Text:
'''

3.4 Pyloric obstruction

The stenosis is the less frequent complication of the peptic ulcer, based on the evolution of the disease due to inflammation, edema, muscular spasm, followed by repair process with scaring. The detected frequency ranges between 5 and 8%. In detail, the development of this complication comprises various factors, some functional, other pathological. The functional factors are spasm, pyloric dysmotility, decrease of gastric motility, due to peptic ulcer disease; the pathological factors are inflammation, edema, fibrosis, and finally, scarring and stenosis. The first phase of dysfunction with edema and inflammation causes the reversible gastric obstruction, the following phase of fibrosis and scarring induces the irreversible obstruction [23]. The majority of patients who complain symptoms of gastric outlet obstruction have an history of peptic ulcer disease. The clinical appearance is characterized by anorexia, nausea, early satiety, epigastric pain, vomiting. This long untreated clinical condition is followed by weight loss and deterioration of general condition. A typical symptom is the decreased efficacy of antiacid drugs. This is the clue for the indication of altered acid gastric secretion condition: pyloric obstruction conducts to stasis with increase in the gastric pH, following rise of gastrin issue and overflow of acid secretion. Usually the diagnosis of stenosis and exclusion of malignancy are achieved by endoscopy, endobiopsy, and imaging exams, such as conventional radiography and CT scan. The initial medical management is based on re-establishment of hydroelectrolytic balance and gastric decompression by nasogastric tube for 48–72 hours. In some cases these procedures allow the resumption of oral diet and recovery of nutritional status. There are some studies that report the positive role of the treatment of H. pylori infection on the resolution of the outlet obstruction [31]. Also the NSAIDs use has been detected to cause gastropyloric obstruction and the favorable role of drug’s suspension on the resolution of complication [32]. The operative treatment of gastric obstruction includes endoscopic procedures such as balloon dilation and surgical treatment as highly selective vagotomy with pyloroplasty, truncal vagotomy with gastrojejunostomy, or antrectomy.


4. Conclusions

Peptic ulcer complications are still remarkable medical problem. Although the current medical therapy of peptic ulcer, as PPI drugs, control of H. pylori infection, the decrease of the disease frequency was not followed by reduction of complications. Bleeding, perforation, and gastric-pyloric obstruction are evident. Proper treatment for bleeding encloses urgent medical approach and frequently therapeutic endoscopic procedures, usually followed by favorable evolution of complication. The failure of these therapies requires the surgery. For the perforation the central therapeutic role is usually played by surgical procedures; the opportunities for conservative therapy are limited. Gastric-pyloric obstruction can be treated with endoscopic approach and balloon dilation; in case of failure, the surgery is necessary.

'''

Data shown:

'''

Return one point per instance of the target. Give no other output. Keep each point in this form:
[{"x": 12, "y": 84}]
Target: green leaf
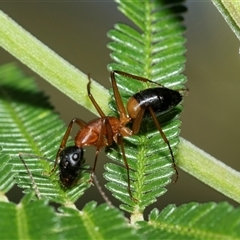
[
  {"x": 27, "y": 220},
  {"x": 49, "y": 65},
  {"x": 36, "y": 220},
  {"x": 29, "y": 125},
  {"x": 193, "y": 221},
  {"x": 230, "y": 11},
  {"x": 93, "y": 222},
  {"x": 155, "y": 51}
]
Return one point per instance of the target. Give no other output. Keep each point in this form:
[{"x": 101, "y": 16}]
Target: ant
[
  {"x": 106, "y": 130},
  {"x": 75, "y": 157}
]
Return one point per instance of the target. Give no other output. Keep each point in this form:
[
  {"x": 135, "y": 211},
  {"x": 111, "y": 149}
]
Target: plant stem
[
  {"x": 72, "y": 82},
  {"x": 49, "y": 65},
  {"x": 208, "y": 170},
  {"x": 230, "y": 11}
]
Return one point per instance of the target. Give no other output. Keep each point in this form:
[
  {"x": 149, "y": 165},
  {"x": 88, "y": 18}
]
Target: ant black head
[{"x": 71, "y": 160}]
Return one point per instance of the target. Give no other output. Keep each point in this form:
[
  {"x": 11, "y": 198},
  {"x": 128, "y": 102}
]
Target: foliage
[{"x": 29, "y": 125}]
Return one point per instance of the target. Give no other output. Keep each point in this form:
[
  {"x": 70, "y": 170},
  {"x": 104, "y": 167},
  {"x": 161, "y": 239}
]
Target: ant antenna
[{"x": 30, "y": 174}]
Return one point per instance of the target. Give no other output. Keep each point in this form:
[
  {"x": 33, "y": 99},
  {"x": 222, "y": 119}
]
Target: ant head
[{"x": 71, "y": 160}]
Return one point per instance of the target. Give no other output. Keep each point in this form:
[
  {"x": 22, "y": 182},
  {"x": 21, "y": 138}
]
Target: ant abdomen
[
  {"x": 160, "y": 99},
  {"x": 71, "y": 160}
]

'''

Can you transcribe everything in the text on pyloric obstruction from "Peptic ulcer complications" down to "surgery is necessary."? The lines are unrelated material and have nothing to do with the text on pyloric obstruction.

Peptic ulcer complications are still remarkable medical problem. Although the current medical therapy of peptic ulcer, as PPI drugs, control of H. pylori infection, the decrease of the disease frequency was not followed by reduction of complications. Bleeding, perforation, and gastric-pyloric obstruction are evident. Proper treatment for bleeding encloses urgent medical approach and frequently therapeutic endoscopic procedures, usually followed by favorable evolution of complication. The failure of these therapies requires the surgery. For the perforation the central therapeutic role is usually played by surgical procedures; the opportunities for conservative therapy are limited. Gastric-pyloric obstruction can be treated with endoscopic approach and balloon dilation; in case of failure, the surgery is necessary.